* **Exercise prompt**
Retype all of the entries word for word.

[Stored data entries]
::::::::

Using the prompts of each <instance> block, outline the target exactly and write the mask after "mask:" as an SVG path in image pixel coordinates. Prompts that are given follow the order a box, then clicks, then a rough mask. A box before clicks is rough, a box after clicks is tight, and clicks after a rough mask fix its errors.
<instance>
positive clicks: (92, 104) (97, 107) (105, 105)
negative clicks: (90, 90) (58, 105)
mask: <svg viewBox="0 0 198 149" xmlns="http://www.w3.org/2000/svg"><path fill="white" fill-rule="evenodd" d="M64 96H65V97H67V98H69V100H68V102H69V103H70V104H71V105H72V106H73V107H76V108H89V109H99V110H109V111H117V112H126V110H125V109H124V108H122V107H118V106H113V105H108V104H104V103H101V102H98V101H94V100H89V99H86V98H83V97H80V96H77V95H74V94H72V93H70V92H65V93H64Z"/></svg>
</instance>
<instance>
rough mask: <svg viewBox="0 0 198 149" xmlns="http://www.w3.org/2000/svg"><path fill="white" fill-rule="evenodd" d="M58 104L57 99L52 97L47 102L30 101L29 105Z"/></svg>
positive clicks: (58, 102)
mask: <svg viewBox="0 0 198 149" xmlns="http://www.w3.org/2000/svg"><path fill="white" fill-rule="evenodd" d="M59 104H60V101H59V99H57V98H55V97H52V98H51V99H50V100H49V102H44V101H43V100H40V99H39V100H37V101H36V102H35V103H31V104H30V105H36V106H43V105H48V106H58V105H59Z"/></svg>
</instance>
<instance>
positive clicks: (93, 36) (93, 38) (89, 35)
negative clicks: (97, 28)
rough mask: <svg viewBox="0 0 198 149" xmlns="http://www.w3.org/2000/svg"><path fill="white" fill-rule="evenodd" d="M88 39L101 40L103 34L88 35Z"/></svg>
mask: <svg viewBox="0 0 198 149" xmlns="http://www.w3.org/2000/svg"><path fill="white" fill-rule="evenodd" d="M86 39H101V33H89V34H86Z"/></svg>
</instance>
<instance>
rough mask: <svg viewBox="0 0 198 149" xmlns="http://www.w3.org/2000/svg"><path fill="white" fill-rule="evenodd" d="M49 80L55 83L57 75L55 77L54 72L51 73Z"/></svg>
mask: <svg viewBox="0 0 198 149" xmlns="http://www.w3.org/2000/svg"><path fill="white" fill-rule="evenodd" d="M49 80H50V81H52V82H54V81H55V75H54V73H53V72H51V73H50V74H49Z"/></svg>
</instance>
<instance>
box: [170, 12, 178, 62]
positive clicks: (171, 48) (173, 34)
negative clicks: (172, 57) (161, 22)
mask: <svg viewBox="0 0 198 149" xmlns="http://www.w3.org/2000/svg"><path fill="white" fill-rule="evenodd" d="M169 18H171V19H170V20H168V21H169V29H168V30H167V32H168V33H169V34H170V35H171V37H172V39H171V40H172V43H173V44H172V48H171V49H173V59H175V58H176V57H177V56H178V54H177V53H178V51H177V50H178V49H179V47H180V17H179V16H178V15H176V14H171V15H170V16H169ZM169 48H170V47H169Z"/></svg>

::::::::

* **Task response**
Using the prompts of each <instance> block, outline the target exactly and write the mask after "mask:" as an SVG path in image pixel coordinates. Prompts that are given follow the order a box, then clicks, then a rough mask. A box before clicks is rough, a box after clicks is tight, and clicks after a rough mask fix its errors.
<instance>
positive clicks: (92, 104) (97, 107) (105, 105)
negative clicks: (90, 90) (58, 105)
mask: <svg viewBox="0 0 198 149" xmlns="http://www.w3.org/2000/svg"><path fill="white" fill-rule="evenodd" d="M64 96H65V97H67V98H69V100H68V102H69V103H70V104H71V105H72V106H73V107H76V108H89V109H99V110H109V111H117V112H126V110H125V109H124V108H122V107H118V106H113V105H108V104H104V103H101V102H98V101H94V100H89V99H86V98H83V97H80V96H77V95H74V94H72V93H70V92H65V93H64Z"/></svg>
</instance>
<instance>
rough mask: <svg viewBox="0 0 198 149" xmlns="http://www.w3.org/2000/svg"><path fill="white" fill-rule="evenodd" d="M58 104L57 99L52 97L47 102L30 101L29 105Z"/></svg>
positive clicks: (58, 102)
mask: <svg viewBox="0 0 198 149" xmlns="http://www.w3.org/2000/svg"><path fill="white" fill-rule="evenodd" d="M59 104H60V101H59V99H57V98H55V97H52V98H51V99H50V100H49V102H44V101H43V100H40V99H39V100H37V101H36V102H35V103H31V104H30V105H36V106H43V105H48V106H58V105H59Z"/></svg>
</instance>
<instance>
positive clicks: (93, 36) (93, 38) (89, 35)
negative clicks: (97, 28)
rough mask: <svg viewBox="0 0 198 149" xmlns="http://www.w3.org/2000/svg"><path fill="white" fill-rule="evenodd" d="M88 39L101 40L103 34L88 35Z"/></svg>
mask: <svg viewBox="0 0 198 149" xmlns="http://www.w3.org/2000/svg"><path fill="white" fill-rule="evenodd" d="M86 39H101V33H89V34H86Z"/></svg>
</instance>
<instance>
rough mask: <svg viewBox="0 0 198 149" xmlns="http://www.w3.org/2000/svg"><path fill="white" fill-rule="evenodd" d="M49 80L55 83L57 75L55 77L54 72L51 73Z"/></svg>
mask: <svg viewBox="0 0 198 149" xmlns="http://www.w3.org/2000/svg"><path fill="white" fill-rule="evenodd" d="M49 80H50V81H52V82H54V81H55V75H54V73H53V72H51V73H50V74H49Z"/></svg>
</instance>
<instance>
box: [170, 12, 178, 62]
positive clicks: (171, 48) (173, 34)
negative clicks: (172, 57) (161, 22)
mask: <svg viewBox="0 0 198 149" xmlns="http://www.w3.org/2000/svg"><path fill="white" fill-rule="evenodd" d="M169 18H171V19H170V20H168V21H169V29H168V30H167V32H168V33H169V34H170V35H171V37H172V39H171V40H172V43H173V44H172V48H171V49H173V59H175V58H176V57H177V56H178V54H177V53H178V51H177V50H178V49H179V47H180V17H179V16H178V15H176V14H171V15H170V16H169ZM169 48H170V47H169Z"/></svg>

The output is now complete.